Records for processing:

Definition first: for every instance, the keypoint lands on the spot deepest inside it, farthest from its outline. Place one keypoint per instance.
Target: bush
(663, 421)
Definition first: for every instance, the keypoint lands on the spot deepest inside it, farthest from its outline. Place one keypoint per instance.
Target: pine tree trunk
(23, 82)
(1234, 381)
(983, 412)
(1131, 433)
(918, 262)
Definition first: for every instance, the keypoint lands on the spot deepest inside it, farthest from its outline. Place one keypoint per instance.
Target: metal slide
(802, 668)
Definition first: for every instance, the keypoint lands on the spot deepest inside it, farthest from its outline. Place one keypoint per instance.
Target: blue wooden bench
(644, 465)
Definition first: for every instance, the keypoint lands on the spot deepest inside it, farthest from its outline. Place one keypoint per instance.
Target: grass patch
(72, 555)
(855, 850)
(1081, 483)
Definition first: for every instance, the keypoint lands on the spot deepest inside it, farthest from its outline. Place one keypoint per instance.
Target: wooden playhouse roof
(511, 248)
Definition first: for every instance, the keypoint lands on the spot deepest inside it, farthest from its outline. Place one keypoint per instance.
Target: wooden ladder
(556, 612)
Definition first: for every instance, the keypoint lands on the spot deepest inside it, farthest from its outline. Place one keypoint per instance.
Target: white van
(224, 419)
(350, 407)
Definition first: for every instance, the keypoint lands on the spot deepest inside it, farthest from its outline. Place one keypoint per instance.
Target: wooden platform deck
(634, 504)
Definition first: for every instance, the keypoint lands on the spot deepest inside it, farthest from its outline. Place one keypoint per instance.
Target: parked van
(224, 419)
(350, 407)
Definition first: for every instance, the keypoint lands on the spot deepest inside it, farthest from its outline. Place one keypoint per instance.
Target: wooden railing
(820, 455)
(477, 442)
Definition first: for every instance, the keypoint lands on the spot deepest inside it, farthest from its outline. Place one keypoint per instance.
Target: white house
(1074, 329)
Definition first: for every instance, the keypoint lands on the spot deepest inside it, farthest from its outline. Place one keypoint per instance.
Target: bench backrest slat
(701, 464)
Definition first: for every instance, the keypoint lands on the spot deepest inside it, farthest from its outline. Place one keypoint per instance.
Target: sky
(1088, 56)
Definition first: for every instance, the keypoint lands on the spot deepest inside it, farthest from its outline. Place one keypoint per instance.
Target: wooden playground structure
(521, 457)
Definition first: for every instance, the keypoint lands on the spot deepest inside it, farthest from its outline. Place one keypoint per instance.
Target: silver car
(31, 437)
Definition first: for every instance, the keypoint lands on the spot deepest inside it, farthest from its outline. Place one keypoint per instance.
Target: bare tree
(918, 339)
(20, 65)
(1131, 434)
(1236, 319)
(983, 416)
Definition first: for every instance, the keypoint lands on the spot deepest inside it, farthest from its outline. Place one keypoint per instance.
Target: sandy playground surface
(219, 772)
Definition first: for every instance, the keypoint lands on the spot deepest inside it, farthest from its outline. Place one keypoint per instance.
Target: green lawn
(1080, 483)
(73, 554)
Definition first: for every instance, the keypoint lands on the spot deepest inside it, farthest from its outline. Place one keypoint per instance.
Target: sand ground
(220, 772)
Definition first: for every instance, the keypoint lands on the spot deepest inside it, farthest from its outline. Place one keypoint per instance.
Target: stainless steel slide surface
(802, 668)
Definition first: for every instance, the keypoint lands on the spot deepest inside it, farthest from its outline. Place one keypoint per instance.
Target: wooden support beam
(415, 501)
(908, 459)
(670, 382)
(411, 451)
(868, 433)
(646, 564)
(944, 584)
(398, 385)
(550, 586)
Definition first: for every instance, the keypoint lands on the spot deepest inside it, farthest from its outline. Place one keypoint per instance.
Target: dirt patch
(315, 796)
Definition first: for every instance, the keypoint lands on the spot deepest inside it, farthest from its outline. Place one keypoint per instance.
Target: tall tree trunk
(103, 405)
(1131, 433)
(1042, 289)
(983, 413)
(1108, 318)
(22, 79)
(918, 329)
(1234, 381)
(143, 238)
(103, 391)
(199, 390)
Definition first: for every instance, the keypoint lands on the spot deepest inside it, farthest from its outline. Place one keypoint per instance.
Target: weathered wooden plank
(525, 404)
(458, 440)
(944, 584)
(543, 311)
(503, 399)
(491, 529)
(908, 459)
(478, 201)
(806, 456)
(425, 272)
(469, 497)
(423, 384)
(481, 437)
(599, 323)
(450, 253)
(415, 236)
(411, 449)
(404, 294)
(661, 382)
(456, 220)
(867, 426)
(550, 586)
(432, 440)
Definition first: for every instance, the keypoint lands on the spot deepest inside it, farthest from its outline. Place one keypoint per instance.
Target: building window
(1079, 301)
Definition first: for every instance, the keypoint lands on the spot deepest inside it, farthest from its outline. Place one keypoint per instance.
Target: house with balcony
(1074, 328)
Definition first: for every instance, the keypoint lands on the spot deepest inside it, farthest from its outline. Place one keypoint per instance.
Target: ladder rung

Problem to work on:
Would you restate each of the entries word for word?

Task response:
Definition first: for every instance, the keypoint lands on the spot deepest inside it, farthest from its outline. Place one keypoint per instance.
Target: bush
(663, 421)
Definition first: for every instance, the keypoint lands on the spot deepest inside it, farthest from its outline. Place one keypoint per instance.
Target: pine tree trunk
(23, 82)
(1234, 381)
(983, 412)
(1131, 433)
(918, 262)
Definition first: for every instance, the keypoint lands on the spot deepest inside it, farthest from its outline. Place one keypoint per instance.
Target: metal slide
(802, 668)
Definition first: for every instance, the keypoint lands on the spot deepest inside it, farthest from its outline. Place one keypoint per instance.
Target: blue wooden bench
(644, 465)
Definition first: for every instance, the keypoint lands on the spot deepest inside it, farthest from its outline. Place one keypoint per instance.
Target: grass patch
(72, 555)
(855, 850)
(1081, 483)
Definition first: for every instance, the keypoint lands on the spot deepest inside it, farthest from its outline. Place one keypoint per instance.
Target: wooden playhouse roof
(511, 248)
Definition first: for every instance, the keypoint lands on the spot deepest inside it, farthest from its outline. Place one keypoint per instance.
Target: wooden ladder
(556, 612)
Definition first: for every instance, the keypoint lands on the spot deepest inside it, farthest from its outline. Place one keypoint per instance.
Target: white van
(224, 419)
(350, 407)
Definition first: for every instance, the keypoint lands on the spot deepest inside it, farthest from its outline. Place one keypoint per instance.
Target: wooden platform deck
(634, 504)
Definition first: for every instance, the keypoint lands on the spot deepest inside it, farthest from its outline. Place one keypoint per instance.
Target: parked van
(224, 419)
(350, 407)
Definition first: for every instance, the keypoint lands on the spot deepest inside it, farthest from its outline. Place one keypoint per instance.
Target: wooden railing
(820, 455)
(477, 442)
Definition first: for every instance, the keypoint lands on the spot deepest inside it, farthest from its outline. Place one keypoint per instance.
Target: white house
(1074, 329)
Definition first: for every instance, the keypoint lands on the spot deepest inside it, farthest from its outline. Place one keypoint per instance.
Target: bench backrest slat
(701, 464)
Definition first: for every instance, the keypoint lands on the spot deepest inside it, farthest from its outline. Place one keypoint per instance.
Target: sky
(1088, 56)
Definition first: for every instance, the keypoint lands on the spot deepest inside it, farthest from its outline. Place one keypoint per instance.
Target: wooden playground structure
(521, 457)
Definition first: for every instance, the keypoint lands on the spot deepest inside it, farthest from its outline. Place one keypoint per instance.
Target: silver car
(31, 437)
Definition first: for every instance, the keypoint lands on the spot deepest inside it, farthest from its outline. Place one keypoint per instance.
Target: bare tree
(918, 339)
(20, 65)
(1131, 434)
(1236, 319)
(983, 416)
Definition first: for every instance, the keypoint lands on the spot deepest inside it, farthest from its outline. Place one keypoint per instance.
Target: sandy playground surface
(219, 772)
Definition first: for every instance, the keypoint lands on the spot deepest inside it, farthest from its outline. Place one keypoint per instance.
Target: green lawn
(1080, 483)
(73, 554)
Definition first: for every instance, the keypoint lands on the spot deepest inside it, farthest from its outline. Place one keypoint per instance.
Target: sand ground
(220, 772)
Definition first: for every instance, the keypoint lands on the spot deepest inside it, farthest from its outline. Place one keypoint per instance.
Target: stainless steel slide surface
(802, 668)
Definition first: for every instance, the keypoint lands on the spot deepest inside it, farthest from its outline. Place one keypoint per instance.
Target: wooden support beam
(415, 501)
(908, 459)
(670, 382)
(411, 451)
(868, 433)
(646, 564)
(944, 584)
(398, 385)
(550, 586)
Definition first: for every instance, the keypoint lands on the spot deepest inside it, farthest from its outline. Place one keypoint per instance.
Target: dirt patch
(315, 796)
Definition first: for every instance, the keypoint lands on the spot deepest inside it, farthest from its outline. Place one keypoint per instance.
Target: tall tree trunk
(103, 405)
(1131, 433)
(1042, 289)
(983, 413)
(1108, 318)
(22, 79)
(918, 329)
(1234, 381)
(143, 238)
(103, 391)
(199, 390)
Definition first: for every instance, the keypoint lands on the spot deepest inside it, farthest from its outline. Place one keypoint per instance.
Target: weathered wooden plank
(525, 404)
(458, 440)
(944, 584)
(543, 311)
(503, 399)
(491, 529)
(908, 459)
(478, 201)
(806, 456)
(425, 272)
(469, 497)
(423, 384)
(481, 437)
(599, 323)
(450, 253)
(415, 236)
(411, 449)
(404, 294)
(661, 382)
(456, 220)
(867, 426)
(550, 586)
(432, 440)
Definition first: for every instance, the keypoint lands on the spot deepest inside it, farthest from its outline. Place one keypoint per instance.
Target: building window
(1079, 301)
Definition first: for every instance, the keypoint lands on the spot deepest inside it, farthest from its outline. Place one keypoint per instance.
Target: house with balcony
(1074, 328)
Definition first: for every instance, the keypoint lands on the spot deepest inside it, farthest from its outline. Place one keypoint per instance.
Target: ladder rung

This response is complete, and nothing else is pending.